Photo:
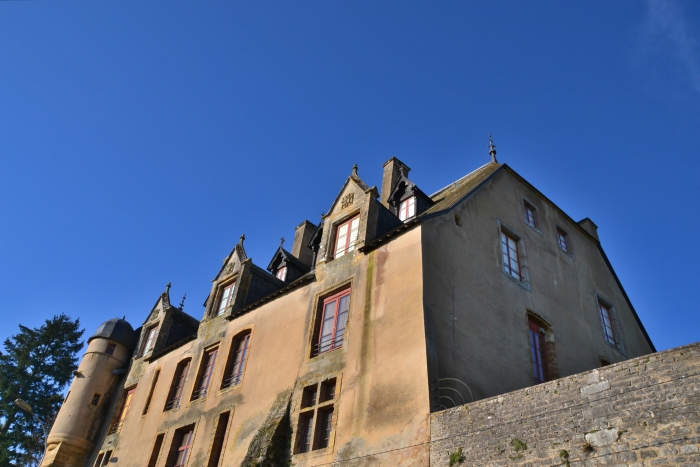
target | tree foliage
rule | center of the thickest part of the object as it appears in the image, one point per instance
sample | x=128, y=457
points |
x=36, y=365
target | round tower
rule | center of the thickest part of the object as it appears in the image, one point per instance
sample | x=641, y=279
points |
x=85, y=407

...

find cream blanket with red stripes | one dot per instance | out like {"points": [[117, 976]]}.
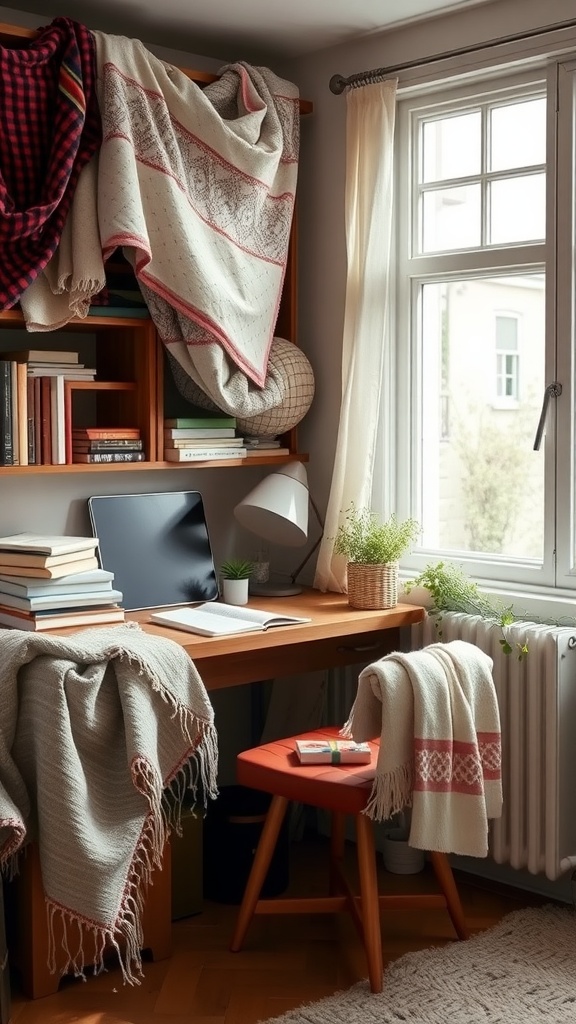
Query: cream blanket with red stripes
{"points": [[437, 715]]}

==

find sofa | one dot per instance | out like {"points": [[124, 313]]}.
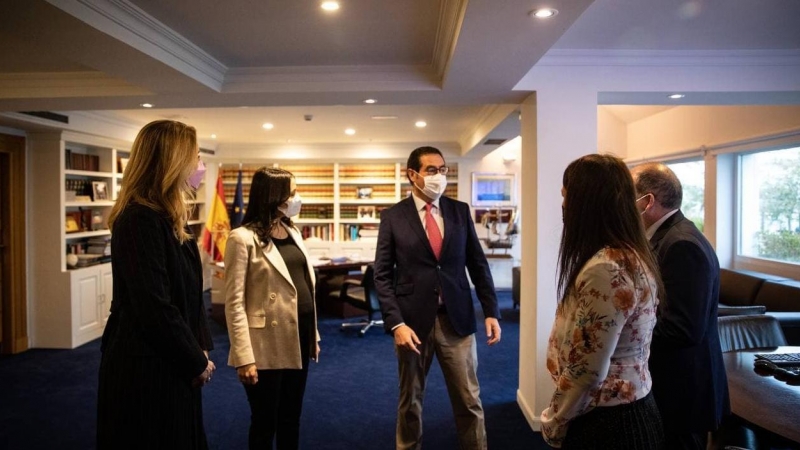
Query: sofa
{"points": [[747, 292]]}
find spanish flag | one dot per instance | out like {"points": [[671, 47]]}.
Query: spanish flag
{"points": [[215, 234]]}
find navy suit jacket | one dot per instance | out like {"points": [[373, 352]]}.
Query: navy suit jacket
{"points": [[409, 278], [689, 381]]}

→ What to do: In the records above, start at the line containing "target | round tower" and end at the line containing "x=85, y=407". Return those lines as a JSON list of strings, one string per line, with blank lines omitted.

→ Task answer:
[
  "target | round tower",
  "rule | center of the thickest part of the object as it appears in the image, one point per instance",
  "sample | x=641, y=279",
  "points |",
  "x=85, y=407"
]